Kein Wort über die Grundausrichtung der expansiven Politik Putins; die von Russland unterstützten oder gar orchestrierten Destabilisierungsaktionen; über die eingeschleusten Provokateure Russlands in der Ukraine; über die grünen und die schwarzen Männlein auf der Krim und in der Ostukraine; über die massive Militärpräsenz Russlands an den ukrainischen Grenzen; über die Kooperation Russlands mit rechten Parteien der EU; über die Ernennung Aksjonows auf der Krim als Gouverneur, eines nachweislich kriminellen Elements der auf den Sanktionslisten von USA und EU geführt wird; über die offensichtlichen Unwahrheiten Putins sowie des russischen Außenministers Lawrows; kein Wort über ukrainische Politiker die in Russland Zuflucht gefunden haben jedoch von der ukrainischen Justiz wegen Verbrechen gegen die Menschlichkeit zur Fahndung ausgeschrieben sind u.a.m.
Das gestrige Gespräch entspricht genau dem, was immer mehr Bürger in der EU und der Ukraine sich unter Diplomatie vorstellen: Inhaltsloses Gerede, Weichspülen von völkerrechtlichen Verletzungen, vage und unkonkrete Beschlüsse, Zeitverlust !
Quintessenz des Abkommens
Das Genfer Abkommen ist nicht mehr als ein Alibi-Abkommen, das über das Nichterreichen von konkreten und verbindlichen Abmachungen hinwegtäuschen soll.
Vor allem jedoch, und das ist das wirklich Tragische: Es werden keine Perspektiven zur Lösung der Krise aufgezeigt. Die Krise betrifft Europa, eine EU, deren jahrzehntelange Friedenspolitik nunmehr durch Russland konterkariert, ja außer Kraft gesetzt wurde. Die Folgen sind unabsehbar.
Putin kann man getrost als Sieger dieser Runde betrachten. Und er wird dies auch in Russland als ebensolcher verkaufen. Ein weiteres Armutszeugnis vor allem für die EU. Aber auch die USA dürfte keinen Grund haben, stolz auf ihre gestrige Leistung zu sein.
Der Luxemburger Außenminister Jean Asselborn hat Recht behalten mit seiner in der Anne Will Talkshow geäußerten Vermutung, dieses Treffen werde zu keinen großen Ergebnissen führen.
Das Genfer Abkommen hat die Lage in der Ukraine keineswegs entschärft. Putin spielte in Unterzahl, eins gegen drei, und hat die Partie dennoch gewonnen.

Bereitgestelltes Material:
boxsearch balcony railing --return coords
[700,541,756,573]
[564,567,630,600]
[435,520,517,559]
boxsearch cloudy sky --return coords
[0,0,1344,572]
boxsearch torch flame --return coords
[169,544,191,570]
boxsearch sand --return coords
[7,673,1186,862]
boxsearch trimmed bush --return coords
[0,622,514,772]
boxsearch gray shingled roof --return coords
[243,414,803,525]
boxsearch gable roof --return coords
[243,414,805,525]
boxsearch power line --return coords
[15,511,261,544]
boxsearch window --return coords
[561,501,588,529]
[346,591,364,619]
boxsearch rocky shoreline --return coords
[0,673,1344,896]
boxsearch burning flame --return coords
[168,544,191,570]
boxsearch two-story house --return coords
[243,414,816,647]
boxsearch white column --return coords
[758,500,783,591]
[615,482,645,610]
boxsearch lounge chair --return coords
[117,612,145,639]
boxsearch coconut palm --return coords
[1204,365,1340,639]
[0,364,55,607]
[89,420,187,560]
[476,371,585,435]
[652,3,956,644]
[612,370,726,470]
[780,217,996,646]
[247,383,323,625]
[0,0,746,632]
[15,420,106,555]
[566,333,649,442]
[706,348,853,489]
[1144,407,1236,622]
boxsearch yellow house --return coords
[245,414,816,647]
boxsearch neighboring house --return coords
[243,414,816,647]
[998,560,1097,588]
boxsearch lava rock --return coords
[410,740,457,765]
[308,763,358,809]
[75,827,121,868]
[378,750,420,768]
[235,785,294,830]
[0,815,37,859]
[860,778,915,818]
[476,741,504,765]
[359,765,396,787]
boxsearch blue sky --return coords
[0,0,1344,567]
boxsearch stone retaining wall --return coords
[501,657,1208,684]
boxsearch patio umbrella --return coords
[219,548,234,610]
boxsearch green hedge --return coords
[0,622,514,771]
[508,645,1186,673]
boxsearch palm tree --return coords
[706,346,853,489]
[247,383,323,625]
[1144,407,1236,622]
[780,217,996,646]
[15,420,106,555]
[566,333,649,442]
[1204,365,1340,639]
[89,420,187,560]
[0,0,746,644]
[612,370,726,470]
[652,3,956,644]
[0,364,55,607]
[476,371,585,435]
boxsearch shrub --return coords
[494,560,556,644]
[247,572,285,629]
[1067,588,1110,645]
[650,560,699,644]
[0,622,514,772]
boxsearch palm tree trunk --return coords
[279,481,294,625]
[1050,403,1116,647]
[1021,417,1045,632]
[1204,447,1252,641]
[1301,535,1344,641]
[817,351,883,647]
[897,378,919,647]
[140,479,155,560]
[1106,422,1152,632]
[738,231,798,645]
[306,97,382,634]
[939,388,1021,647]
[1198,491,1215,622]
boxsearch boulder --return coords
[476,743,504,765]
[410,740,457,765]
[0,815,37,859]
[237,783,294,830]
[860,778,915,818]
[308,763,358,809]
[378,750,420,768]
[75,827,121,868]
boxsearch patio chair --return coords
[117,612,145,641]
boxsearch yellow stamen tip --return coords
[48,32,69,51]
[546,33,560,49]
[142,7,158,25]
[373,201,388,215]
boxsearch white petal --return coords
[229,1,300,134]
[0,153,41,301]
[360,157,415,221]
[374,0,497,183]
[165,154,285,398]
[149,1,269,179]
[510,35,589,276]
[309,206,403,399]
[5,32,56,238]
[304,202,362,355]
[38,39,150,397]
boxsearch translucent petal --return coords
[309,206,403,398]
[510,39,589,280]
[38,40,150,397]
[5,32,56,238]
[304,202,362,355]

Auftrag 1: Gib den Auszug zum Genfer Abkommen wörtlich wieder, beginnend bei "Quintessenz des Abkommens" und endend bei "Leistung zu sein.".
Auftrag 2: Fasse den Absatz im Auszug zum Genfer Abkommen, der mit "Putin kann man getrost" beginnt, kürzer zusammen und behalte dabei die wesentlichen Aussagen bei.
Auftrag 3: Nenne alle Personen, die im Auszug zum Genfer Abkommen namentlich erwähnt werden.

Antwort 1:
Quintessenz des Abkommens
Das Genfer Abkommen ist nicht mehr als ein Alibi-Abkommen, das über das Nichterreichen von konkreten und verbindlichen Abmachungen hinwegtäuschen soll.
Vor allem jedoch, und das ist das wirklich Tragische: Es werden keine Perspektiven zur Lösung der Krise aufgezeigt. Die Krise betrifft Europa, eine EU, deren jahrzehntelange Friedenspolitik nunmehr durch Russland konterkariert, ja außer Kraft gesetzt wurde. Die Folgen sind unabsehbar.
Putin kann man getrost als Sieger dieser Runde betrachten. Und er wird dies auch in Russland als ebensolcher verkaufen. Ein weiteres Armutszeugnis vor allem für die EU. Aber auch die USA dürfte keinen Grund haben, stolz auf ihre gestrige Leistung zu sein.

Antwort 2: Putin ist der Sieger dieser Runde und wird sich in Russland auch als solcher darstellen. Für die EU ist das ein weiteres Armutszeugnis, und auch die USA haben keinen Grund, auf ihre gestrige Leistung stolz zu sein.

Antwort 3:
- Putin
- Aksjonow
- Lawrow
- Jean Asselborn
- Anne Will